TEXT PROVIDED |
━━━
Ukrainian journalists said held by separatists

KIEV (Reuters) - Pro-Russian separatists in eastern Ukraine have detained a Ukrainian journalist, accusing her of "war crimes" during the "Euromaidan" protests that toppled the Moscow-backed president, her lawyer said on Monday.

There were also reports of other journalists being held.

Irma Krat, 29, was held late on Sunday by militants in the city of Slaviansk, said Oleg Veremienko, a lawyer for the online television news site Krat runs. Russian Internet channel Life News posted video of her being escorted by masked men in combat gear and of an activist saying she was under arrest.

The channel showed a woman it said was Krat, her face hidden by a scarf, saying in Ukrainian: "They detained me but they are treating me all right. They will check the reports I've filed and then they'll decide when to let me go."

A man in camouflage gear whose name was given as Pavel told Life News she was being investigated for "war crimes" against riot police and civilians during the Kiev protests which led to the fall of President Viktor Yanukovich in February.

Krat's last Facebook posting was a message of Easter greetings on Sunday along with a photograph of herself lighting a candle in a makeshift tent church during the Kiev protests.
━━━
DIRECTIVE 1 |
Output the records as a Markdown table with the columns "No." and "Line", one row per line and no rows for blank lines, beginning at the first line of the records and stopping after the line that contains "box: [487, 293, 559, 367]". Include no pictures in the answer.
The records that follow are unrelated to the news report above.

Dataset entries
━━━
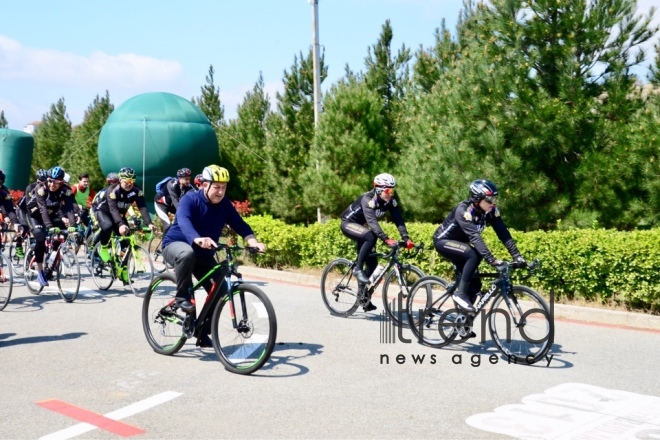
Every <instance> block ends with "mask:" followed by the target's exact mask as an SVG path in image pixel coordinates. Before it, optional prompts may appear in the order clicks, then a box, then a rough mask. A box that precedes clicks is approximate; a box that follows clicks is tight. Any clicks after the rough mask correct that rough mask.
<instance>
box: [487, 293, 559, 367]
mask: <svg viewBox="0 0 660 440" xmlns="http://www.w3.org/2000/svg"><path fill="white" fill-rule="evenodd" d="M508 299H509V303H508V304H507V301H506V299H505V298H504V294H500V295H498V297H497V299H496V300H495V302H494V303H493V306H492V307H491V309H490V312H488V326H489V329H490V335H491V337H492V338H493V342H495V345H496V346H497V349H498V350H500V351H501V352H502V353H503V354H504V355H505V356H507V357H508V358H509V359H511V358H514V359H515V360H516V361H517V362H525V363H528V364H533V363H535V362H538V361H540V360H541V359H543V357H544V356H545V355H546V354H547V353H548V351H550V348H552V343H553V342H554V337H555V323H554V317H553V316H552V314H551V313H550V308H549V307H548V304H547V303H546V302H545V300H544V299H543V297H542V296H541V295H540V294H539V293H538V292H536V291H535V290H532V289H530V288H529V287H525V286H513V287H512V290H511V294H510V295H509V297H508Z"/></svg>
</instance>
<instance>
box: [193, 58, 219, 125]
mask: <svg viewBox="0 0 660 440" xmlns="http://www.w3.org/2000/svg"><path fill="white" fill-rule="evenodd" d="M214 75H215V70H213V64H211V65H210V66H209V73H208V75H206V84H205V85H203V86H202V87H201V91H202V94H201V96H199V97H198V98H197V99H195V98H193V99H192V102H193V104H196V105H197V106H198V107H199V108H200V110H202V112H204V114H205V115H206V117H207V118H209V121H210V122H211V125H213V127H221V126H223V125H224V123H225V108H224V106H223V105H222V103H221V101H220V87H216V85H215V79H214Z"/></svg>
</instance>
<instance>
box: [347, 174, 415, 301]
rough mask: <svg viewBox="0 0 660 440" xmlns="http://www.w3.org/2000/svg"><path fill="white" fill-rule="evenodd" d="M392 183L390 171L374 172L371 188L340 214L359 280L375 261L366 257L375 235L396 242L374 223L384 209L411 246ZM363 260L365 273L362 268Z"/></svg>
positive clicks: (368, 256) (372, 266)
mask: <svg viewBox="0 0 660 440" xmlns="http://www.w3.org/2000/svg"><path fill="white" fill-rule="evenodd" d="M395 186H396V180H394V177H393V176H392V175H391V174H387V173H382V174H379V175H377V176H376V177H375V178H374V189H372V190H371V191H368V192H366V193H364V194H362V195H361V196H360V197H358V198H357V200H355V201H354V202H353V203H351V204H350V205H349V207H348V208H346V209H345V210H344V212H343V213H342V215H341V220H342V221H341V231H342V232H343V233H344V235H345V236H347V237H348V238H350V239H351V240H354V241H355V243H356V245H357V253H358V258H357V263H356V265H355V269H353V273H354V274H355V277H356V278H357V280H358V281H359V282H360V283H362V284H367V283H369V276H370V275H371V274H372V273H373V271H374V270H375V269H376V266H377V265H378V261H377V259H376V258H375V257H371V258H368V257H369V254H370V253H371V251H372V250H373V248H374V247H375V246H376V241H377V239H378V238H380V239H381V240H383V241H384V242H385V244H387V245H388V246H390V247H394V246H396V245H397V241H396V240H394V239H392V238H389V237H388V236H387V234H386V233H385V232H384V231H383V229H382V228H381V227H380V225H379V224H378V219H379V218H381V217H383V216H384V215H385V214H386V213H387V212H389V213H390V215H391V217H392V221H393V222H394V224H395V225H396V227H397V229H398V230H399V233H400V234H401V238H402V240H403V241H405V242H406V248H407V249H412V248H413V247H414V246H415V245H414V243H413V242H412V241H411V240H410V237H409V236H408V231H407V229H406V225H405V223H404V221H403V217H402V216H401V211H399V208H398V207H397V202H396V200H395V199H394V198H393V194H394V187H395ZM365 263H366V264H367V271H366V273H365V271H364V270H363V269H362V268H363V266H364V264H365ZM364 310H365V311H367V312H368V311H371V310H376V306H375V305H373V304H372V303H371V302H369V304H368V305H367V306H366V307H365V308H364Z"/></svg>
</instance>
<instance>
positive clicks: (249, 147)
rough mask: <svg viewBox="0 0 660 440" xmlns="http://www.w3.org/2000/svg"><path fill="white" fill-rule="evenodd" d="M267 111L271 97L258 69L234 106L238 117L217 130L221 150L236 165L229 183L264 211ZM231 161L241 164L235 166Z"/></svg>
mask: <svg viewBox="0 0 660 440" xmlns="http://www.w3.org/2000/svg"><path fill="white" fill-rule="evenodd" d="M269 112H270V99H269V97H268V95H267V94H266V93H265V91H264V79H263V76H262V75H261V73H259V78H258V80H257V82H256V84H255V85H254V87H253V88H252V90H251V91H249V92H248V93H247V94H246V95H245V98H244V99H243V102H242V103H241V104H239V106H238V108H237V118H236V119H235V120H231V121H230V122H229V124H228V125H227V126H225V127H222V128H221V129H220V130H219V141H220V145H221V152H222V154H223V156H224V157H225V158H226V160H227V161H228V162H230V163H231V164H232V166H233V167H234V168H236V179H234V177H233V174H232V185H231V187H237V188H240V192H239V195H238V197H241V200H242V199H243V198H244V197H247V199H248V200H249V201H250V205H251V206H252V208H254V210H255V212H257V213H260V212H261V213H263V212H265V211H266V206H265V194H266V192H267V188H266V187H265V185H264V184H263V182H264V180H265V178H266V176H265V175H264V170H265V168H266V155H265V152H264V148H265V145H266V128H265V121H266V117H267V116H268V114H269ZM234 164H240V167H236V166H235V165H234Z"/></svg>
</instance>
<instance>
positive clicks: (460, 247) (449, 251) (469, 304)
mask: <svg viewBox="0 0 660 440" xmlns="http://www.w3.org/2000/svg"><path fill="white" fill-rule="evenodd" d="M434 245H435V249H436V251H438V253H439V254H440V255H442V256H443V257H445V258H447V259H449V260H450V261H452V262H453V263H454V265H455V266H456V270H457V271H459V272H460V273H461V279H460V281H459V284H458V287H457V289H456V290H455V291H454V299H455V300H456V302H457V303H458V305H460V306H461V307H463V308H465V309H466V310H469V311H472V310H474V306H473V305H472V303H473V301H474V299H473V298H472V297H471V294H472V295H474V296H476V293H477V292H478V291H479V289H480V288H481V279H480V278H478V277H475V278H473V275H474V274H475V273H476V272H477V269H478V267H479V263H481V260H482V257H481V255H479V253H478V252H477V251H476V250H474V248H473V247H472V246H470V244H469V243H465V242H461V241H456V240H436V241H435V242H434Z"/></svg>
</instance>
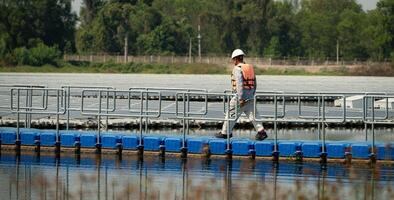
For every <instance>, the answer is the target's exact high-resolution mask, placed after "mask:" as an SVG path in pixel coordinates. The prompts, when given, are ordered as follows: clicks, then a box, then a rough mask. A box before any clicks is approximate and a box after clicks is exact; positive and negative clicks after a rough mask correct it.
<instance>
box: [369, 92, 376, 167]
mask: <svg viewBox="0 0 394 200" xmlns="http://www.w3.org/2000/svg"><path fill="white" fill-rule="evenodd" d="M371 98H372V100H371V109H372V113H371V114H372V121H371V122H372V124H371V129H372V148H371V155H370V156H369V158H370V161H371V163H375V162H376V155H375V96H372V97H371Z"/></svg>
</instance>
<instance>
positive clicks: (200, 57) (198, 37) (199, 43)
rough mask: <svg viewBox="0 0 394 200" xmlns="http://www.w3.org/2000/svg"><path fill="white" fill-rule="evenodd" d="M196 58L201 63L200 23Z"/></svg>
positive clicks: (197, 36)
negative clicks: (196, 55) (196, 57)
mask: <svg viewBox="0 0 394 200" xmlns="http://www.w3.org/2000/svg"><path fill="white" fill-rule="evenodd" d="M197 38H198V60H199V62H200V63H201V33H200V24H199V25H198V36H197Z"/></svg>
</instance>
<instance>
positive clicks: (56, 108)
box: [55, 90, 60, 155]
mask: <svg viewBox="0 0 394 200" xmlns="http://www.w3.org/2000/svg"><path fill="white" fill-rule="evenodd" d="M56 102H57V105H56V112H57V114H56V141H55V153H56V155H59V154H60V139H59V137H60V134H59V111H60V108H59V106H60V105H59V104H60V101H59V90H57V95H56Z"/></svg>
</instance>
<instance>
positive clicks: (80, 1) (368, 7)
mask: <svg viewBox="0 0 394 200" xmlns="http://www.w3.org/2000/svg"><path fill="white" fill-rule="evenodd" d="M72 1H73V11H75V12H77V13H78V14H79V8H80V7H81V4H82V0H72ZM357 1H358V2H359V3H360V4H361V5H362V6H363V9H364V10H371V9H374V8H376V3H377V2H378V0H357Z"/></svg>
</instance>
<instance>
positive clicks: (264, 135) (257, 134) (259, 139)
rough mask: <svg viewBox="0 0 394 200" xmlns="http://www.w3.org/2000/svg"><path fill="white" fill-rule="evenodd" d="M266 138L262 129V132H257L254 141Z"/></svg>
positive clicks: (260, 139) (265, 133) (262, 139)
mask: <svg viewBox="0 0 394 200" xmlns="http://www.w3.org/2000/svg"><path fill="white" fill-rule="evenodd" d="M267 137H268V136H267V133H266V132H265V130H264V129H263V130H261V131H259V132H257V134H256V140H260V141H261V140H265V138H267Z"/></svg>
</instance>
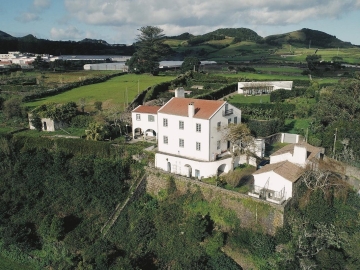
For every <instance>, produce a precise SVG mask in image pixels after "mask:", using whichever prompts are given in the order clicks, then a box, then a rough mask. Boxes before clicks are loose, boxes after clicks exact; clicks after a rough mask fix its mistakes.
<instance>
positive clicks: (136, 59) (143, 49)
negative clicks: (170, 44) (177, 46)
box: [128, 26, 170, 75]
mask: <svg viewBox="0 0 360 270" xmlns="http://www.w3.org/2000/svg"><path fill="white" fill-rule="evenodd" d="M139 31H140V34H139V35H138V36H137V42H136V43H135V48H136V52H135V54H134V55H133V56H132V57H131V59H130V60H129V62H128V64H129V68H130V70H131V71H135V72H140V73H144V72H149V73H151V74H153V75H155V74H157V72H158V68H159V62H160V59H161V57H163V56H165V55H167V54H168V53H169V52H170V48H169V46H168V45H165V44H163V42H164V39H163V37H164V34H163V33H162V32H163V30H162V29H161V28H159V27H156V26H143V27H141V28H140V29H139Z"/></svg>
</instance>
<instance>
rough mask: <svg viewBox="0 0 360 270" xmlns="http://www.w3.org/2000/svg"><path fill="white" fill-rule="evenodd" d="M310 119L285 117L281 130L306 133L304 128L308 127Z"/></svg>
mask: <svg viewBox="0 0 360 270" xmlns="http://www.w3.org/2000/svg"><path fill="white" fill-rule="evenodd" d="M309 122H310V119H286V120H285V126H284V129H283V131H284V132H287V133H293V134H296V133H299V132H300V133H303V134H301V135H304V134H305V133H306V129H307V128H308V127H309Z"/></svg>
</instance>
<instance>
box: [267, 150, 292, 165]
mask: <svg viewBox="0 0 360 270" xmlns="http://www.w3.org/2000/svg"><path fill="white" fill-rule="evenodd" d="M291 157H292V155H291V153H290V152H288V153H284V154H281V155H276V156H270V164H274V163H278V162H282V161H286V160H289V159H291Z"/></svg>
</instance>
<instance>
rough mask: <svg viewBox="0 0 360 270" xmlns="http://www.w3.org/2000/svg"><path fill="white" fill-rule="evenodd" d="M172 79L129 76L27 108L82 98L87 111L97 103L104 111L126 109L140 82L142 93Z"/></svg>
mask: <svg viewBox="0 0 360 270" xmlns="http://www.w3.org/2000/svg"><path fill="white" fill-rule="evenodd" d="M172 79H174V77H170V76H150V75H135V74H127V75H123V76H119V77H115V78H113V79H111V80H109V81H107V82H104V83H98V84H93V85H87V86H82V87H78V88H75V89H72V90H70V91H67V92H65V93H61V94H59V95H56V96H52V97H47V98H43V99H39V100H36V101H32V102H28V103H26V106H29V107H36V106H39V105H41V104H44V103H49V102H55V103H65V102H69V101H75V102H77V103H78V102H79V100H80V99H81V98H85V99H86V103H87V107H86V108H85V109H86V110H88V109H91V106H92V105H93V104H94V102H95V101H101V102H103V109H107V108H109V107H111V106H119V107H120V108H124V103H125V102H127V101H128V102H131V101H132V100H133V99H134V98H135V96H136V95H137V94H138V82H139V89H140V91H143V90H145V89H147V88H148V87H149V86H152V85H155V84H157V83H160V82H165V81H170V80H172ZM126 89H127V93H126ZM126 94H128V97H126Z"/></svg>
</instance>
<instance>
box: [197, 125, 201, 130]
mask: <svg viewBox="0 0 360 270" xmlns="http://www.w3.org/2000/svg"><path fill="white" fill-rule="evenodd" d="M196 132H201V124H196Z"/></svg>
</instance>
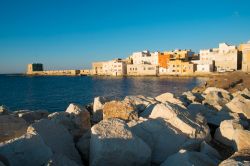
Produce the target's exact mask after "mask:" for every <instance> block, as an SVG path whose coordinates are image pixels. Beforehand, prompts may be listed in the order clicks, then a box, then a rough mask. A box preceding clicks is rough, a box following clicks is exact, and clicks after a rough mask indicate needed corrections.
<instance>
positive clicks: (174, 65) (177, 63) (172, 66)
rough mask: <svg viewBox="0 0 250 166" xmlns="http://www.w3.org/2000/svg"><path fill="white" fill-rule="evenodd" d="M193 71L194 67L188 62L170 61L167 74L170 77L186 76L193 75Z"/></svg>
mask: <svg viewBox="0 0 250 166" xmlns="http://www.w3.org/2000/svg"><path fill="white" fill-rule="evenodd" d="M195 70H196V65H195V64H193V63H191V62H189V61H182V60H171V61H169V68H168V71H167V72H168V74H171V75H188V74H194V71H195Z"/></svg>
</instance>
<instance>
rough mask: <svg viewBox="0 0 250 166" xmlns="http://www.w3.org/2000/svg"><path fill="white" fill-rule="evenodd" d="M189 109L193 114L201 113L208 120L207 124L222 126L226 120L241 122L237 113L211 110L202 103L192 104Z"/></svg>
mask: <svg viewBox="0 0 250 166" xmlns="http://www.w3.org/2000/svg"><path fill="white" fill-rule="evenodd" d="M187 109H188V110H189V111H190V113H191V114H194V115H195V114H198V113H201V114H202V115H203V116H204V117H205V118H206V120H207V123H209V124H212V125H215V126H220V123H221V122H222V121H224V120H235V121H240V117H239V115H238V114H236V113H232V112H228V111H224V110H222V111H219V112H218V111H215V110H213V109H210V108H208V107H206V106H204V105H202V104H200V103H192V104H190V105H188V107H187Z"/></svg>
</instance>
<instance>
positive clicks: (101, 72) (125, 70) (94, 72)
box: [92, 59, 127, 76]
mask: <svg viewBox="0 0 250 166" xmlns="http://www.w3.org/2000/svg"><path fill="white" fill-rule="evenodd" d="M92 66H93V74H94V75H107V76H123V75H126V74H127V63H126V60H125V61H124V60H122V59H115V60H111V61H106V62H94V63H93V64H92Z"/></svg>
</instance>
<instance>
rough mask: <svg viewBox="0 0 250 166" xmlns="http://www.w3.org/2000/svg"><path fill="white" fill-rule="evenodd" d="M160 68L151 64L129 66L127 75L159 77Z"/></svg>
mask: <svg viewBox="0 0 250 166" xmlns="http://www.w3.org/2000/svg"><path fill="white" fill-rule="evenodd" d="M158 74H159V67H158V66H157V65H151V64H128V65H127V75H131V76H157V75H158Z"/></svg>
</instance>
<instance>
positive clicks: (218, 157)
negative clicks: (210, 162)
mask: <svg viewBox="0 0 250 166" xmlns="http://www.w3.org/2000/svg"><path fill="white" fill-rule="evenodd" d="M200 152H201V153H203V154H205V155H207V156H209V158H211V159H213V160H214V161H216V162H217V163H220V160H221V155H220V154H219V152H218V151H217V150H216V149H214V148H213V147H212V146H210V145H209V144H207V143H206V142H205V141H203V142H202V143H201V145H200Z"/></svg>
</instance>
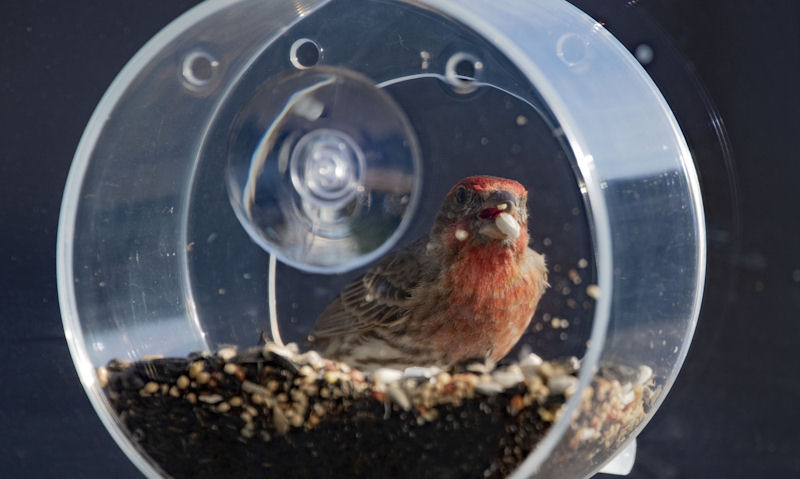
━━━
DIRECTIVE 2 |
Copy a passage of the news report word for word, beginning at the words "Irma Krat, 29, was" and stopping after "was under arrest.".

WRITTEN ANSWER 1 |
| No. | Line |
|---|---|
| 1 | Every <instance> block ends with "mask:" followed by the target's exact mask as an SVG path in image pixel coordinates. Before it, optional prompts may appear in the order clicks, then a box, then a rough mask. A box that precedes clicks is approximate; a box that follows clicks is tight. Any clicks after the rough mask correct that rough mask. |
| 2 | <instance> |
| 3 | box: [487, 293, 559, 367] |

WRITTEN ANSWER 2 |
Irma Krat, 29, was held late on Sunday by militants in the city of Slaviansk, said Oleg Veremienko, a lawyer for the online television news site Krat runs. Russian Internet channel Life News posted video of her being escorted by masked men in combat gear and of an activist saying she was under arrest.